Labeled-object pointing listing
== == ==

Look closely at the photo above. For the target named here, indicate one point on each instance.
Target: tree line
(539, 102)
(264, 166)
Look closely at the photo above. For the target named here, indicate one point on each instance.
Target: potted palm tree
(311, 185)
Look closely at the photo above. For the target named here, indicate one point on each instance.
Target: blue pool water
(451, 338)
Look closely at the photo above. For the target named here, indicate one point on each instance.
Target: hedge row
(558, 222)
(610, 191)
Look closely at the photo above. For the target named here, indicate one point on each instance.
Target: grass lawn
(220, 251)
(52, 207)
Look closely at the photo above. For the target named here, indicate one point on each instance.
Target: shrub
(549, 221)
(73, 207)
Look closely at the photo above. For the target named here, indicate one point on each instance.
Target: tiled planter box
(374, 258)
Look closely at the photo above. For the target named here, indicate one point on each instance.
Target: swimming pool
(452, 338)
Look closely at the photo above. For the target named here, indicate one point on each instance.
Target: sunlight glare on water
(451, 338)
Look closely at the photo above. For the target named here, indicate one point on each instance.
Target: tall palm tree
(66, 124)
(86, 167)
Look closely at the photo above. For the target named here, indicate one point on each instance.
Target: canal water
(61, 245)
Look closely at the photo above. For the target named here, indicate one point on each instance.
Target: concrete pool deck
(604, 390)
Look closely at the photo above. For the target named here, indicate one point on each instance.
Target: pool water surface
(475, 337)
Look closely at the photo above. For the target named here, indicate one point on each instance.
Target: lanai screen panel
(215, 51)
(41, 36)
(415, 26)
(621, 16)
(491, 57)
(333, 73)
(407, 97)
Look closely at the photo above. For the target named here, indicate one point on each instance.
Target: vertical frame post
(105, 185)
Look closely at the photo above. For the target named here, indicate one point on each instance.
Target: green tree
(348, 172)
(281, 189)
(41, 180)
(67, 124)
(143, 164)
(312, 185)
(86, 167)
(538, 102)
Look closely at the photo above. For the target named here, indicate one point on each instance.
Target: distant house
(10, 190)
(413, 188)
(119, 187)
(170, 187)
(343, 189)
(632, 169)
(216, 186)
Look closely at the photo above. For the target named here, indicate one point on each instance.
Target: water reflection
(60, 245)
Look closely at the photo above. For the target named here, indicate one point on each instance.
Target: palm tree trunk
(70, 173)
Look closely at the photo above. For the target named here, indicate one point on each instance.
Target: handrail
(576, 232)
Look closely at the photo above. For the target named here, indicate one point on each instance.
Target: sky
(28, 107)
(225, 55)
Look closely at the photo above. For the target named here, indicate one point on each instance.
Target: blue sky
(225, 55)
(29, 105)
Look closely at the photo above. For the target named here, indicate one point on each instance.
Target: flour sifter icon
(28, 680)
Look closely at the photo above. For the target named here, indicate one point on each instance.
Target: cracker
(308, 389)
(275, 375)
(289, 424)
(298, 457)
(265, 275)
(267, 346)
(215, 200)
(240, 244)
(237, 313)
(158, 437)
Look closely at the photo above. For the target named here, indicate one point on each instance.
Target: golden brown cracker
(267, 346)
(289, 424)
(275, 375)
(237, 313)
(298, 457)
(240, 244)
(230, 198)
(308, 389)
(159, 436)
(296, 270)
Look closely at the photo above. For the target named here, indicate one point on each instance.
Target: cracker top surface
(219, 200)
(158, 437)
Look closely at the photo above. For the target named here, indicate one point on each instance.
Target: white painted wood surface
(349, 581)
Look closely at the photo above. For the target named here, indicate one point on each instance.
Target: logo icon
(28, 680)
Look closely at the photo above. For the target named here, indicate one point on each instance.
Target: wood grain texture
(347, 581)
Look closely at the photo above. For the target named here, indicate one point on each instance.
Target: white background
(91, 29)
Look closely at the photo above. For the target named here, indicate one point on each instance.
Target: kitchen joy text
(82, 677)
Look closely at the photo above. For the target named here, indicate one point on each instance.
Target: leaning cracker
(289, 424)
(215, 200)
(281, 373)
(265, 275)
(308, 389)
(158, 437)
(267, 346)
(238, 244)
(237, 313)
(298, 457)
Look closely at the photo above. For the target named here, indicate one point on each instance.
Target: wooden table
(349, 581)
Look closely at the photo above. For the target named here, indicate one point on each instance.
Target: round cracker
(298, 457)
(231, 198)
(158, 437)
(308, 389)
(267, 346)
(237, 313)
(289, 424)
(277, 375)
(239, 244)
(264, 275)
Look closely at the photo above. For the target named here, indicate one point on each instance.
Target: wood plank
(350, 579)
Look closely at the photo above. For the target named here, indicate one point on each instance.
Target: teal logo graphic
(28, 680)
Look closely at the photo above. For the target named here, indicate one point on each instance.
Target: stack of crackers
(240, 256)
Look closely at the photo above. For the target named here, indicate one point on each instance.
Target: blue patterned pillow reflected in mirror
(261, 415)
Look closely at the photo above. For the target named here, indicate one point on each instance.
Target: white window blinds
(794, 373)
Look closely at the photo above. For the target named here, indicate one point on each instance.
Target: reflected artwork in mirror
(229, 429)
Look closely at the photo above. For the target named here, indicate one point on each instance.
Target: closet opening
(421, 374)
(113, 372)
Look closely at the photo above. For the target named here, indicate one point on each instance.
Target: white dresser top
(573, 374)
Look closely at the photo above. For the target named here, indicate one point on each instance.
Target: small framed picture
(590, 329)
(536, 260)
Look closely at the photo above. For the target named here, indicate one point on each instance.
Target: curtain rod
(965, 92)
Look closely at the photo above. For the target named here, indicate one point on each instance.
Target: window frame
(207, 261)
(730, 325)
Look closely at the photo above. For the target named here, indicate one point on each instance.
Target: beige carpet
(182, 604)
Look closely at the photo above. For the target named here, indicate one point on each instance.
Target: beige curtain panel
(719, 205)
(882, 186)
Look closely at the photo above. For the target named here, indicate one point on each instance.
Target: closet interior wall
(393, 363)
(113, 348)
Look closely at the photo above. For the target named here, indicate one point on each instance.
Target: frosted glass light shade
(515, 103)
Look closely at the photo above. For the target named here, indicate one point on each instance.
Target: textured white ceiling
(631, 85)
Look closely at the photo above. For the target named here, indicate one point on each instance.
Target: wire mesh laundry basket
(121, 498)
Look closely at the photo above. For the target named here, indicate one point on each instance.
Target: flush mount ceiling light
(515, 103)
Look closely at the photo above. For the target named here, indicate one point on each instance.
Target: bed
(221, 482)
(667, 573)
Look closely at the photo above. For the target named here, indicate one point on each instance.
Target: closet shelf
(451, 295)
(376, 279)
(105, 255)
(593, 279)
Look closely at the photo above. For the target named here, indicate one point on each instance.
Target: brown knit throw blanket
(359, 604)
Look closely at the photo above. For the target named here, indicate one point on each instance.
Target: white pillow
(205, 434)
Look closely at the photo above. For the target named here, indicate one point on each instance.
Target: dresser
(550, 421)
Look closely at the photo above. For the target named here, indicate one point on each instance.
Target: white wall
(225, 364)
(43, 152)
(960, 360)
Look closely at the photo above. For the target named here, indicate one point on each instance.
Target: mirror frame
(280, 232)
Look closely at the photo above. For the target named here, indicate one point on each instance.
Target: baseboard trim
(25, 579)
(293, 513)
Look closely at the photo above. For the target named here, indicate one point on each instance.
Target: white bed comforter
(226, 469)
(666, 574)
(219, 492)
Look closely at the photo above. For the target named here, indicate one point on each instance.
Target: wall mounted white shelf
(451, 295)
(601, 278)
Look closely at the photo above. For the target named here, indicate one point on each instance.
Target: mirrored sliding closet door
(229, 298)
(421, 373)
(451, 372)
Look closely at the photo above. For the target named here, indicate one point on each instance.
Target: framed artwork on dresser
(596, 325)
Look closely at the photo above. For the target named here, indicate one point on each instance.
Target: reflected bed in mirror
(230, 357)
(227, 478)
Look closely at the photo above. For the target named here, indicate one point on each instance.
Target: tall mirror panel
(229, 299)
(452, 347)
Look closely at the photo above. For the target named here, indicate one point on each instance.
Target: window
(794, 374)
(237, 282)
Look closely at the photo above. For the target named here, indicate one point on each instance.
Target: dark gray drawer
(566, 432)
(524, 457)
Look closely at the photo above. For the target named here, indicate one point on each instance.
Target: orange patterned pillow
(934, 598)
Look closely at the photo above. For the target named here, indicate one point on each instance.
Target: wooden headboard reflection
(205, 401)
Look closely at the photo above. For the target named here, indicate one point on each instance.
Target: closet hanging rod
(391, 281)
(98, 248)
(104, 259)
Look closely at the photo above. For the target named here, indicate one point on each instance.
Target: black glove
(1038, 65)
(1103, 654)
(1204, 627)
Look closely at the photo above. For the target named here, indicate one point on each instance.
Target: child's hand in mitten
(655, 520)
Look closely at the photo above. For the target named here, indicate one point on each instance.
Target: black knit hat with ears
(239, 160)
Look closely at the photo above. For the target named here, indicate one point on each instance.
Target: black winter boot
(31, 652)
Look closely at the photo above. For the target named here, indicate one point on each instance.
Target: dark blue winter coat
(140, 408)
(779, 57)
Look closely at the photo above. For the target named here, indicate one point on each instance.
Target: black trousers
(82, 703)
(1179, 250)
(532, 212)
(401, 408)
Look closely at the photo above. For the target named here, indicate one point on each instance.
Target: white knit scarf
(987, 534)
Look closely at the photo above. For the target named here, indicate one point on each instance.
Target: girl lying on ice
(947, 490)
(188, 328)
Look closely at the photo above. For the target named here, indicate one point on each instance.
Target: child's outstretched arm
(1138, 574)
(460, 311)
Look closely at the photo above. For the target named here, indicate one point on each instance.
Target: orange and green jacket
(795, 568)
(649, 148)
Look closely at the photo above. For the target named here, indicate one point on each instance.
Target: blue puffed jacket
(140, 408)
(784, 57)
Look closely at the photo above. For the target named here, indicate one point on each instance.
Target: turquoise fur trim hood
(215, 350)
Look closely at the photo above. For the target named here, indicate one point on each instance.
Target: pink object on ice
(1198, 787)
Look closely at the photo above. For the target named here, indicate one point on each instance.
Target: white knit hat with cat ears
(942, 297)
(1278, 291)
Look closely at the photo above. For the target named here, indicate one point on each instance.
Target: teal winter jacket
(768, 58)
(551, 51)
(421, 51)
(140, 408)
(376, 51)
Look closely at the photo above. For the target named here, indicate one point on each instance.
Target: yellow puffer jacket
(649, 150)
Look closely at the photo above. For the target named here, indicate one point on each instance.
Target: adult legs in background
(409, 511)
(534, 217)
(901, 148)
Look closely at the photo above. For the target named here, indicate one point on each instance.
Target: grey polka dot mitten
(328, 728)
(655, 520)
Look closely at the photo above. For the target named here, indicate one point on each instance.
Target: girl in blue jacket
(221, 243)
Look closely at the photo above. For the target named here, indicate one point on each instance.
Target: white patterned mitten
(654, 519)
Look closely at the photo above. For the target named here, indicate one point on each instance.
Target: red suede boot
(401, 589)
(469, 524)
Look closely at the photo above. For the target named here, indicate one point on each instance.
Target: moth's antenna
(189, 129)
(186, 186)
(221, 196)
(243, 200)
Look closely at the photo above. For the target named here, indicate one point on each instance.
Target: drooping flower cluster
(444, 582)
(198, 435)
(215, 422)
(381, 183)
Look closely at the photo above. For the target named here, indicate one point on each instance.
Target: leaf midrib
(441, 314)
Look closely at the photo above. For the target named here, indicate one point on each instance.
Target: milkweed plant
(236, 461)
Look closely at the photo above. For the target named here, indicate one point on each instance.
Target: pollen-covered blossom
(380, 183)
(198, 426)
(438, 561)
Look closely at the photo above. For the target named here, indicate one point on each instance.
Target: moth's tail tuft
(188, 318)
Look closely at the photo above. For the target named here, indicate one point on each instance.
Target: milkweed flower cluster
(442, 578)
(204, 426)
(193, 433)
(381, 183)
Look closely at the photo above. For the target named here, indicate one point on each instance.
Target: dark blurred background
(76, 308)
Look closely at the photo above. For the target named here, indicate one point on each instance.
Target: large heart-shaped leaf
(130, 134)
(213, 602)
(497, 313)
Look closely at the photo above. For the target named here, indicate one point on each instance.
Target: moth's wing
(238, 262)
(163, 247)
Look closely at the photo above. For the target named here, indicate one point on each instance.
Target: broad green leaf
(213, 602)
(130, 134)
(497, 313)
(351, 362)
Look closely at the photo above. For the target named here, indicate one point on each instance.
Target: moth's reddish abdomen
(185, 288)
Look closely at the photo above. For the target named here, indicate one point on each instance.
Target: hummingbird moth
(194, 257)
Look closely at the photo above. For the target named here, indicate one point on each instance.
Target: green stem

== == ==

#### What the exercise asks:
Which lines of the listing above contain the string "beige"? Return each of them in full.

#### The result:
Target: beige carpet
Target: beige curtain panel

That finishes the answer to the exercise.